● **Task**: From the entries that follow, extract each line holding the string "accurate".
----- Provided entries
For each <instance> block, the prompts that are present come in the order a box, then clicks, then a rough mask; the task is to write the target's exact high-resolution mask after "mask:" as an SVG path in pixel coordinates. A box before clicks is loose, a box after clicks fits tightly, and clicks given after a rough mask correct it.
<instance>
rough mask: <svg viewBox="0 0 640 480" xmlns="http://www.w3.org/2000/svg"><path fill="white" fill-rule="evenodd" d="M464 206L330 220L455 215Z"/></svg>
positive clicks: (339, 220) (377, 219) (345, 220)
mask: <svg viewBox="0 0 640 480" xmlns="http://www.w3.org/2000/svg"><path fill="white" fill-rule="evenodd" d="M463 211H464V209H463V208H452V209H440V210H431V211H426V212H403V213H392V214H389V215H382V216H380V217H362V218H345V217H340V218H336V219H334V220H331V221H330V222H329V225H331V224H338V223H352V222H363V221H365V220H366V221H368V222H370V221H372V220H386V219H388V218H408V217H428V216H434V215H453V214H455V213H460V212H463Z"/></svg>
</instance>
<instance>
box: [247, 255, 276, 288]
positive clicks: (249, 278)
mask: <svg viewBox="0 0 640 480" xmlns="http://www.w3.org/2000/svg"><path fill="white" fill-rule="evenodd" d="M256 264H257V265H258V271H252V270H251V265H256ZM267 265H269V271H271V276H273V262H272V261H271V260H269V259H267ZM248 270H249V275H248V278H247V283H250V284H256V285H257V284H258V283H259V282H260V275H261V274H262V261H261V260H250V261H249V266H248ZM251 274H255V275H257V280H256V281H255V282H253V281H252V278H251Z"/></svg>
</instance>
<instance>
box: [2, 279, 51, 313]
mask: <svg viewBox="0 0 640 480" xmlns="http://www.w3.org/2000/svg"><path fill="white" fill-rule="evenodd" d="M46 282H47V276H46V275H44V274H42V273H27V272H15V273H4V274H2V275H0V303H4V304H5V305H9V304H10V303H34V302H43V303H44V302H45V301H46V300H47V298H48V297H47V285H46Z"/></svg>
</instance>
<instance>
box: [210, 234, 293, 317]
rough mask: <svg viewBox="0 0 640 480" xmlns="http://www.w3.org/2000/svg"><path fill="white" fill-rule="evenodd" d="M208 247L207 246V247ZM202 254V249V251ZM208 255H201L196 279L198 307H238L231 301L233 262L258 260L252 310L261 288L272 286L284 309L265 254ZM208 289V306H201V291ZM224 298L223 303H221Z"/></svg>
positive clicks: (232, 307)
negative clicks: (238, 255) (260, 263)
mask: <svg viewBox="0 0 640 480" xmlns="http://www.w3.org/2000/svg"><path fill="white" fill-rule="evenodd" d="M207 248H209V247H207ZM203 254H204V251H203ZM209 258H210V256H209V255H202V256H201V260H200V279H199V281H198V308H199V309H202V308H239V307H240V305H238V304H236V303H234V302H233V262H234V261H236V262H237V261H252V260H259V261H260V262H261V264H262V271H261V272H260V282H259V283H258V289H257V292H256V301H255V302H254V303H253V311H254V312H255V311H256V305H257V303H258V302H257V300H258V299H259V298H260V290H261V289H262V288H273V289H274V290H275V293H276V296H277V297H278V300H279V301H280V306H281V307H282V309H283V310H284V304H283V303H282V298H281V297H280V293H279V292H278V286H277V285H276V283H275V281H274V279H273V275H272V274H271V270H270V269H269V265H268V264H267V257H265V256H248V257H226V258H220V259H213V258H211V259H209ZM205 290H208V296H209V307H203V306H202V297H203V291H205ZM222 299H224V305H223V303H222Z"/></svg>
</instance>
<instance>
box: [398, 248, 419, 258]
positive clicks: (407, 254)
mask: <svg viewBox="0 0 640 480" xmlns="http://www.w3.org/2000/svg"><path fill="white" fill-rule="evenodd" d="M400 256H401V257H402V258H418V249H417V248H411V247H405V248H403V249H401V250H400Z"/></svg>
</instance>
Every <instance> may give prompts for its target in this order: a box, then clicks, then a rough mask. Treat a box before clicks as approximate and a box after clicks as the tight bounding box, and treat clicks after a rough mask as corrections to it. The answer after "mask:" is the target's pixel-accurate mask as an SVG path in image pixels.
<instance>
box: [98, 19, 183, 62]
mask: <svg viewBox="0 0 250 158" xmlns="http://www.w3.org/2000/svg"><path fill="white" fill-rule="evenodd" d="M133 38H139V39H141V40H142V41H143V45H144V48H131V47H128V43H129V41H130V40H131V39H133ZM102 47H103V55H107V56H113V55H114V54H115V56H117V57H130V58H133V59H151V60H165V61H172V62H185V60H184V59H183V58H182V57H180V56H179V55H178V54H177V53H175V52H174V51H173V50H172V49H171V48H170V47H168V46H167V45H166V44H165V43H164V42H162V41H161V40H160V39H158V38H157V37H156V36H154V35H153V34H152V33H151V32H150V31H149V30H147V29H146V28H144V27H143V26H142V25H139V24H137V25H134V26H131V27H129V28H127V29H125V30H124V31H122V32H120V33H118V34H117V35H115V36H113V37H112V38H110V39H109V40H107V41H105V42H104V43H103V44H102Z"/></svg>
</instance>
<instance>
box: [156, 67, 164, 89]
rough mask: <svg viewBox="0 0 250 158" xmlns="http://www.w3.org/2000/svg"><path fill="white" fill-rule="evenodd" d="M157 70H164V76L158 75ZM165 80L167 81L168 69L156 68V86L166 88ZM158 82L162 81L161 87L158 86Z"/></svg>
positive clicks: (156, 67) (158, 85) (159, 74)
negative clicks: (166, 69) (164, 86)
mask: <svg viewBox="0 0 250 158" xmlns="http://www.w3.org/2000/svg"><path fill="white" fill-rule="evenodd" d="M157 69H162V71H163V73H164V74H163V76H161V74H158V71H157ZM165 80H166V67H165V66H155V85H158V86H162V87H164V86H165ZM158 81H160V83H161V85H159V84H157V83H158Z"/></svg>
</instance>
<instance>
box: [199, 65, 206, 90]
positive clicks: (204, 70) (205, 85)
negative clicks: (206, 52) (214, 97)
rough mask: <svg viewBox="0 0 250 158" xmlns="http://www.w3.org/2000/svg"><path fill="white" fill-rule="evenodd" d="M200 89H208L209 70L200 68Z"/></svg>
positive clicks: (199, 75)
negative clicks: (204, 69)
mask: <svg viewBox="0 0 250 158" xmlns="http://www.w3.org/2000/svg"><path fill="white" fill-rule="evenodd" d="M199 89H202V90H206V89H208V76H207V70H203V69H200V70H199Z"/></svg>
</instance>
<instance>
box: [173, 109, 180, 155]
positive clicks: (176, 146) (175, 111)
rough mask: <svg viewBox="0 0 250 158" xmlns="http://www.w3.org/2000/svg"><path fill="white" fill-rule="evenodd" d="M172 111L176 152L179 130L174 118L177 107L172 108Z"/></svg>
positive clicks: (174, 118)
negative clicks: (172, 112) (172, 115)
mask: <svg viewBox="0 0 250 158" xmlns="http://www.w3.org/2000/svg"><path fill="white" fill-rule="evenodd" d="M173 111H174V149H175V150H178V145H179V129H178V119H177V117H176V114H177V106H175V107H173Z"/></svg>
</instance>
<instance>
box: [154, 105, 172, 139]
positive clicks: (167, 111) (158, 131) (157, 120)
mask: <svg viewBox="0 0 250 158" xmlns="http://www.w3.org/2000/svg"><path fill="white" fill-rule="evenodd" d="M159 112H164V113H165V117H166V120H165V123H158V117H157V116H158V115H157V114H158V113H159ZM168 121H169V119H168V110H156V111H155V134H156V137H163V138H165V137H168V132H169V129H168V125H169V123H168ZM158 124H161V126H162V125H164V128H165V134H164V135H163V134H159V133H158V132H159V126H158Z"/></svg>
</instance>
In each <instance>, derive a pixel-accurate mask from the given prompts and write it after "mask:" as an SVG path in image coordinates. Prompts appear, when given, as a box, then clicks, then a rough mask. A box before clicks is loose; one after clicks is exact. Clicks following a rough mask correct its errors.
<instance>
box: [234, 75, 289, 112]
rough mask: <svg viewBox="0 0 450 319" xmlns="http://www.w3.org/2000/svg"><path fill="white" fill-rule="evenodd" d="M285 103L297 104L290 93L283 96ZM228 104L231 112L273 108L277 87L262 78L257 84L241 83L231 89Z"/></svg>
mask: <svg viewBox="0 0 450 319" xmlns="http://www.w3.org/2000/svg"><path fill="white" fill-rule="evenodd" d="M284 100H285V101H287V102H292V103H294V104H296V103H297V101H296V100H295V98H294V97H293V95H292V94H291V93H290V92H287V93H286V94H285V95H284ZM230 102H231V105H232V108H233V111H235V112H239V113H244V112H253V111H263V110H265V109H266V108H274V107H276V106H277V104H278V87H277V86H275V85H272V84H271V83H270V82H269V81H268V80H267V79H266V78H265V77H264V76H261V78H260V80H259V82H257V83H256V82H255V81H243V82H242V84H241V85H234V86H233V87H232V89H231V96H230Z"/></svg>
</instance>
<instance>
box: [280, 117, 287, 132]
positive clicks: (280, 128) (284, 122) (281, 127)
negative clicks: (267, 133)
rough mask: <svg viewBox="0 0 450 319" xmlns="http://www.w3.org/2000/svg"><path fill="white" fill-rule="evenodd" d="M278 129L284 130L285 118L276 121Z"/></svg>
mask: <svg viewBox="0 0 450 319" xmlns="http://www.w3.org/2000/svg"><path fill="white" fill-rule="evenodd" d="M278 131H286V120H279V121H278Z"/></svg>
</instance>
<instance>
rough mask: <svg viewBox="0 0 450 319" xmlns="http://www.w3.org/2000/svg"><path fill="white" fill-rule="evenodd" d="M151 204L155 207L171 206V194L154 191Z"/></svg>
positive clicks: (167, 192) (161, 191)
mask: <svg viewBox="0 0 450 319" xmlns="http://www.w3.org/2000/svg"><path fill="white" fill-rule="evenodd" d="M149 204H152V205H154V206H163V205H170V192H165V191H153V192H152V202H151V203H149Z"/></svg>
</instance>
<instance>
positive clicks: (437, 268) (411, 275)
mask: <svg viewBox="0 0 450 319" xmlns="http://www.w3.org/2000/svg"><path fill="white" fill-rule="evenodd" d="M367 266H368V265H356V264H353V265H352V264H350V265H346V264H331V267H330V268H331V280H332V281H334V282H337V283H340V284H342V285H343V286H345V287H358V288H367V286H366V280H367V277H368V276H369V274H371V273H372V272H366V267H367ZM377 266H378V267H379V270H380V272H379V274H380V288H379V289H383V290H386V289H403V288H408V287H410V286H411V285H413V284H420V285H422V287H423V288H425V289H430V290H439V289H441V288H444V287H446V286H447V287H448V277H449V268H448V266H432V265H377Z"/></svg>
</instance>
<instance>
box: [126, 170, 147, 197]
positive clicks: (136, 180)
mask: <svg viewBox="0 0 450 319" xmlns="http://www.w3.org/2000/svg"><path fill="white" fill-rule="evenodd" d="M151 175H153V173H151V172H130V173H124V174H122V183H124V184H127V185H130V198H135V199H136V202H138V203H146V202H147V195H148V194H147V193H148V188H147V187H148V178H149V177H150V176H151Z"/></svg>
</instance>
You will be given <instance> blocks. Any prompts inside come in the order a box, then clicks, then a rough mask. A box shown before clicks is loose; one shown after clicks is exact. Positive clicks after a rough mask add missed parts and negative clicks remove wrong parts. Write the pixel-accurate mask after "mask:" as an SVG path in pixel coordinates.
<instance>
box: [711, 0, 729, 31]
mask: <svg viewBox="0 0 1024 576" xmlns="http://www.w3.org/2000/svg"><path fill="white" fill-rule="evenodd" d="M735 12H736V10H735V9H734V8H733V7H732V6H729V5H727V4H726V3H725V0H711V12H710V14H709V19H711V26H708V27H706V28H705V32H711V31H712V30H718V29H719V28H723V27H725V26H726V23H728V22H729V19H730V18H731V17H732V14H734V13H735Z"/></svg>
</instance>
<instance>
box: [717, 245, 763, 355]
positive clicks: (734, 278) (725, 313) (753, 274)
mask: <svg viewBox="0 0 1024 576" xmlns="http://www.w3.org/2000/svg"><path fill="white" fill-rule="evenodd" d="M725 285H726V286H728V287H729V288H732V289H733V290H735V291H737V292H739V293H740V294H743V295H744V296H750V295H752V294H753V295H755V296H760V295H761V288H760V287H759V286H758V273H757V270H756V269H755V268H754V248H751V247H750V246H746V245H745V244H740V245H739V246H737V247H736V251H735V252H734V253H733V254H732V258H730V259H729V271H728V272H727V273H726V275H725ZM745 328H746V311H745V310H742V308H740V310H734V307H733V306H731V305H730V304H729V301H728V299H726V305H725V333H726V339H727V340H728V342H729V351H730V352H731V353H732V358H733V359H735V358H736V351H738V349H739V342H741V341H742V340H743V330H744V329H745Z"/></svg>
----------
● **Answer to this task**:
Every <instance> may give prompts for its target in this order: a box, then clicks, then a rough mask. Treat a box before clicks as approximate and a box after clicks as the tight bounding box, and treat clicks after a rough mask as corrections to it. The answer after "mask:" is the target's pixel-accurate mask as an SVG path in image pixels.
In each <instance>, derive a pixel-accurate mask from the given prompts and write it after "mask:" as an SVG path in image coordinates. Prompts appear, when given, as a box, then clicks, then a rough mask. A box before clicks is loose; one after clicks is exact. Clicks following a rough mask correct its errors.
You will be given <instance> blocks. Any prompts inside come in the order a box, then clicks, then a rough mask. A box shown before clicks is loose; one shown after clicks is exact. Positive clicks after a rough mask add missed parts and negative clicks remove wrong parts. Write the pixel-accurate mask after "mask:" as an SVG path in pixel coordinates.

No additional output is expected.